**Directions for this task**
Gather every line of the items below that contains the word "stone", and copy each one unchanged.

**Records provided**
──────
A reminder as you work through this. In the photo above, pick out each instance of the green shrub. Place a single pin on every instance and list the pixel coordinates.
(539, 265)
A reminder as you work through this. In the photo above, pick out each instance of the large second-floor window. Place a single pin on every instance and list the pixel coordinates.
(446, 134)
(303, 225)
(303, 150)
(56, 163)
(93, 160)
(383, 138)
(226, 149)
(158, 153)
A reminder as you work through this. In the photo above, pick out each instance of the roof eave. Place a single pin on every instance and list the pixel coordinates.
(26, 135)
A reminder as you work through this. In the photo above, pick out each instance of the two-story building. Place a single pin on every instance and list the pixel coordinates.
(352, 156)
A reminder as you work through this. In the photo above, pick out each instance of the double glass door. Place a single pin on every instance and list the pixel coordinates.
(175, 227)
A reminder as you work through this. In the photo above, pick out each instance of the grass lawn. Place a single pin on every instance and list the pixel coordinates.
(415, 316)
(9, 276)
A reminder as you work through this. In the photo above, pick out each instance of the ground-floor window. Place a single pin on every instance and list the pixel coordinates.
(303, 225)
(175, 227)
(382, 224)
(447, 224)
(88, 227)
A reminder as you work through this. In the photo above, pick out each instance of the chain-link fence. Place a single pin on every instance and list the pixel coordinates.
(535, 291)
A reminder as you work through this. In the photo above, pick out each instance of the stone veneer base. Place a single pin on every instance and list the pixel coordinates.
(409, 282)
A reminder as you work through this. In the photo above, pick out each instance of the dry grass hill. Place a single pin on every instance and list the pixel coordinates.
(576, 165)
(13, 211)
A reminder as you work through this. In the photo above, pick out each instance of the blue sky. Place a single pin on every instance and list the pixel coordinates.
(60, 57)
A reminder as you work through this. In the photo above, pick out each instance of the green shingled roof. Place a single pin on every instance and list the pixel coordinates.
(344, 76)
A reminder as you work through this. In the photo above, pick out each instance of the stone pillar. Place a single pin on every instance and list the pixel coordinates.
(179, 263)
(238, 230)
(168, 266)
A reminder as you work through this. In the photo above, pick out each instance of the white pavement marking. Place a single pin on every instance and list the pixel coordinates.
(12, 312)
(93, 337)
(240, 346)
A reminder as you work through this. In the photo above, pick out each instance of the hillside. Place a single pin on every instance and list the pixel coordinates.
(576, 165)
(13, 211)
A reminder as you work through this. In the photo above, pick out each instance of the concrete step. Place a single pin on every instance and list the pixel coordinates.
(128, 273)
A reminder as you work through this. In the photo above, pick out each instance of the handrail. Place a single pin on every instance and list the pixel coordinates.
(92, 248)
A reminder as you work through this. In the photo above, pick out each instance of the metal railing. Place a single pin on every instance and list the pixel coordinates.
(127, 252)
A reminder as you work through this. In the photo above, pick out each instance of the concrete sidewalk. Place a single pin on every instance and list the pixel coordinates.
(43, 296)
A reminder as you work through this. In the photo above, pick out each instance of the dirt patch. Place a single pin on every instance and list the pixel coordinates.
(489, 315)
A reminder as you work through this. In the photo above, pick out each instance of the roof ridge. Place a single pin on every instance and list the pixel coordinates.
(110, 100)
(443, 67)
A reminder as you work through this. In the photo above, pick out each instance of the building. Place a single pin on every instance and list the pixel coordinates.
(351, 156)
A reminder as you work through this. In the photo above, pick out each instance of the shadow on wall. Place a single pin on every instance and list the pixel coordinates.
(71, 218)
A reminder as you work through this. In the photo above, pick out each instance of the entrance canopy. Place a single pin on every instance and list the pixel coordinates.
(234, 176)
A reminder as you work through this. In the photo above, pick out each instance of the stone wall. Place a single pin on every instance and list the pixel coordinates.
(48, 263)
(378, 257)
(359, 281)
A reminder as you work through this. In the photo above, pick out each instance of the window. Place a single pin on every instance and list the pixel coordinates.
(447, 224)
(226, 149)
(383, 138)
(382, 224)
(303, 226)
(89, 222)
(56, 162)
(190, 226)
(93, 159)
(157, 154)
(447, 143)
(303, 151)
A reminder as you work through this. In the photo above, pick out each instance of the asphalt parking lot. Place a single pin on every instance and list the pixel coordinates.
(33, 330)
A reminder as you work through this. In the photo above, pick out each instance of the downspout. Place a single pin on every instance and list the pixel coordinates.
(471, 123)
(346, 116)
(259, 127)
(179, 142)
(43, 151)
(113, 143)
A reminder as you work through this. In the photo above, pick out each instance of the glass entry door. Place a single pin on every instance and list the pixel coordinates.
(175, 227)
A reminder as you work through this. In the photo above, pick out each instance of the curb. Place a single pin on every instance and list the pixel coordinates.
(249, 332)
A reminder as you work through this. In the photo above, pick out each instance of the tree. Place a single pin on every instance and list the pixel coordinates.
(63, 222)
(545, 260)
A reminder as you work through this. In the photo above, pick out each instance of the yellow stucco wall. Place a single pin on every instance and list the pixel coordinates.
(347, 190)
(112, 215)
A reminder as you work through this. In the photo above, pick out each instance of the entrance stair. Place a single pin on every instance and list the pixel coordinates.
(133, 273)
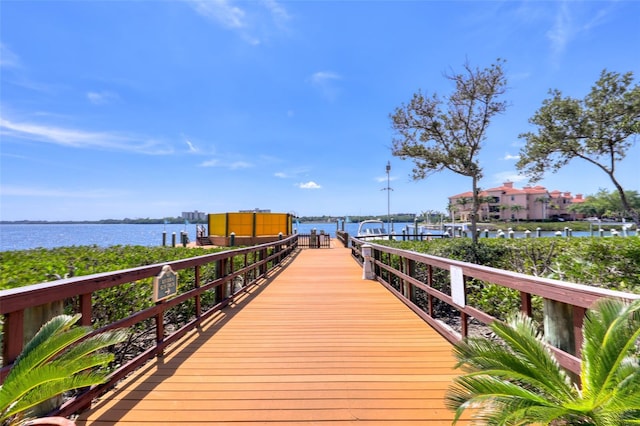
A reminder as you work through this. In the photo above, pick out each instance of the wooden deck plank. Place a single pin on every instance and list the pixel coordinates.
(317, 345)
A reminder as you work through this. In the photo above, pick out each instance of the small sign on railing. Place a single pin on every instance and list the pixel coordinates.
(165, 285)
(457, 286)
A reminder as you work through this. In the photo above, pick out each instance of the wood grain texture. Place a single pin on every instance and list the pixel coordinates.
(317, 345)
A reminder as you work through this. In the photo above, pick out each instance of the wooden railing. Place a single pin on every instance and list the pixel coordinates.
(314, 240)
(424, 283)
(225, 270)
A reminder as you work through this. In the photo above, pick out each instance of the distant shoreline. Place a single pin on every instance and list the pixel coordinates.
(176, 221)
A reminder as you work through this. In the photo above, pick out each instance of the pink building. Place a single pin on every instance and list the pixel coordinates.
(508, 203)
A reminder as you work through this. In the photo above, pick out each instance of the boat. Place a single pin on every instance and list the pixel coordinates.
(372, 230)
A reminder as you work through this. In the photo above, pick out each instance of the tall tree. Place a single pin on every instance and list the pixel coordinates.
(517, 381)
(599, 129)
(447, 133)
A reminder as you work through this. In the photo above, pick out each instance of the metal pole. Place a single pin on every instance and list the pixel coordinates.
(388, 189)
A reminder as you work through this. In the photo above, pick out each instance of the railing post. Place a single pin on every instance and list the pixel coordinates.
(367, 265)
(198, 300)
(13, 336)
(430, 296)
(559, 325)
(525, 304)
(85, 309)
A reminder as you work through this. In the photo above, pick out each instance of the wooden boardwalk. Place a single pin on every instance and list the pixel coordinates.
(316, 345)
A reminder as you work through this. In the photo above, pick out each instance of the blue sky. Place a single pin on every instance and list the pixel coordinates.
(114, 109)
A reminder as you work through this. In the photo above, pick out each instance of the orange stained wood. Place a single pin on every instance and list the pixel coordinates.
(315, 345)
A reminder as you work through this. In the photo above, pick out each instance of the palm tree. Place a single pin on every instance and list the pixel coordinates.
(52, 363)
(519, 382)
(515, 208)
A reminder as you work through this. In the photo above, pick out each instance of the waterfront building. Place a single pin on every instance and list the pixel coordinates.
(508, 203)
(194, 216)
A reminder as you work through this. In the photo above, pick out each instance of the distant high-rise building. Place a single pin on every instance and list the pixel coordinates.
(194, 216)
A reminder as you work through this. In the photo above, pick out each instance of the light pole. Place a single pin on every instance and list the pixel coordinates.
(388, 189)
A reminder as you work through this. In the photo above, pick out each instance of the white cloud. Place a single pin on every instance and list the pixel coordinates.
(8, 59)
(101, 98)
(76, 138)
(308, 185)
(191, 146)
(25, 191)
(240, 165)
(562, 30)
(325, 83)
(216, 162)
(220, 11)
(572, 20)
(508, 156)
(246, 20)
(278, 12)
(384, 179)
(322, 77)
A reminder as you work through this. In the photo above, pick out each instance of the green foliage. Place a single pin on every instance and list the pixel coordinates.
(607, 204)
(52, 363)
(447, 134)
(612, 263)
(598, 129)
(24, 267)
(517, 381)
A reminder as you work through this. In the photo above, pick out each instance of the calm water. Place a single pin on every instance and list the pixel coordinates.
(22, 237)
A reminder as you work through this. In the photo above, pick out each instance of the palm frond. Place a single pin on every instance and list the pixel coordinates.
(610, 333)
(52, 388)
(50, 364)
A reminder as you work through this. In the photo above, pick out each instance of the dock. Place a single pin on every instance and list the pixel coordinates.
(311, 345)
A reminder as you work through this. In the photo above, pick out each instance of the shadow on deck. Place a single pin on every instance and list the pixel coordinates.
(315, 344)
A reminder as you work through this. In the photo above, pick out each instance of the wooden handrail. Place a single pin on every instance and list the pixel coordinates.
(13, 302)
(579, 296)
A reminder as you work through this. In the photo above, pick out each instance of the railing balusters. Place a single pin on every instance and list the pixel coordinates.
──────
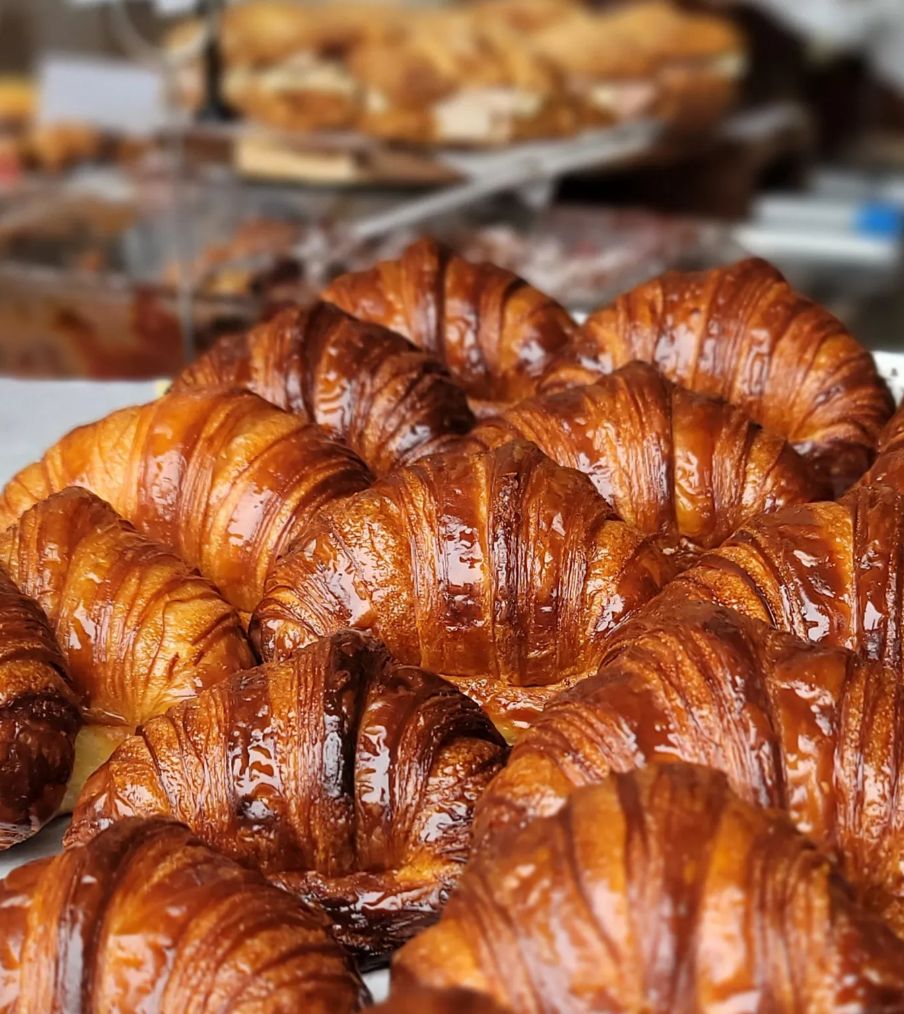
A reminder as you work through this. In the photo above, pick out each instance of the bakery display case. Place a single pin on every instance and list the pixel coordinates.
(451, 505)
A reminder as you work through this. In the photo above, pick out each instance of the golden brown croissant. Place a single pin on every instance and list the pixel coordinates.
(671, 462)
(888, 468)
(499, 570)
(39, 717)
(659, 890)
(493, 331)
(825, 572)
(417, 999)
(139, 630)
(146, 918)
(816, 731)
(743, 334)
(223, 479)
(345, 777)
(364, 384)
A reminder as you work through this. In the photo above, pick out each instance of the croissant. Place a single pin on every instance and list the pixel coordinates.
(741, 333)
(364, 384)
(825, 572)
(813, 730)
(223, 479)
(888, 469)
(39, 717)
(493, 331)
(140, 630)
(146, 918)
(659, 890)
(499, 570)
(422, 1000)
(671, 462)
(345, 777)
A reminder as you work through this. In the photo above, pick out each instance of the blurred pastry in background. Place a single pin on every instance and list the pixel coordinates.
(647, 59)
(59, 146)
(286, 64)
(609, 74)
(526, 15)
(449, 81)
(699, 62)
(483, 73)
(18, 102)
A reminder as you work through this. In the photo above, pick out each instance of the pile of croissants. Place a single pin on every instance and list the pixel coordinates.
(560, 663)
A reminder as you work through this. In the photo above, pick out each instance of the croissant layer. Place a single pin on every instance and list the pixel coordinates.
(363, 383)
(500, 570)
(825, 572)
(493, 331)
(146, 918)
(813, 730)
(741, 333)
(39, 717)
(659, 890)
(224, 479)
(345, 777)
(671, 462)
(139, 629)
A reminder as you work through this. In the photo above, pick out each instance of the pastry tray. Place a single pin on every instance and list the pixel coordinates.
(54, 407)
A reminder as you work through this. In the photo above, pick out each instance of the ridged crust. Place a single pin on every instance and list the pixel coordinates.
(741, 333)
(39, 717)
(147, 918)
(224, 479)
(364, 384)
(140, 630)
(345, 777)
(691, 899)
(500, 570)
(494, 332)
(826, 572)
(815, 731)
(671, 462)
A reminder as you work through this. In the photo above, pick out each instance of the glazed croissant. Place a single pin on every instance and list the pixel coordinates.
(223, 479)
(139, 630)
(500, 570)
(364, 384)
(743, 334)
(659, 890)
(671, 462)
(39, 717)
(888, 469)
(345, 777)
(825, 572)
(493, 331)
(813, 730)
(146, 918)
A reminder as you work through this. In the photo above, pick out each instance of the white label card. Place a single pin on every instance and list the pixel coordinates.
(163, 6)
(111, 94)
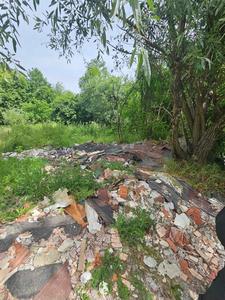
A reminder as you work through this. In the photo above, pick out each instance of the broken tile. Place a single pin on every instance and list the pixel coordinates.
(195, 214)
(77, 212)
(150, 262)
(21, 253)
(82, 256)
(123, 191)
──────
**Completed exercise**
A reminder as you work through this. In the photo above, pick out each instance of the stone veneer base. Place a single pin on every instance and list the pixel coordinates.
A reminder as you work through this. In the photo above, pick out each instance of the stone pillar. Place a single pin on every instance and list the pixel coordinates.
A reminder as you work through this. In the photo above, pick out each instance of the stone wall. Place a single pin on every instance and list the pixel coordinates.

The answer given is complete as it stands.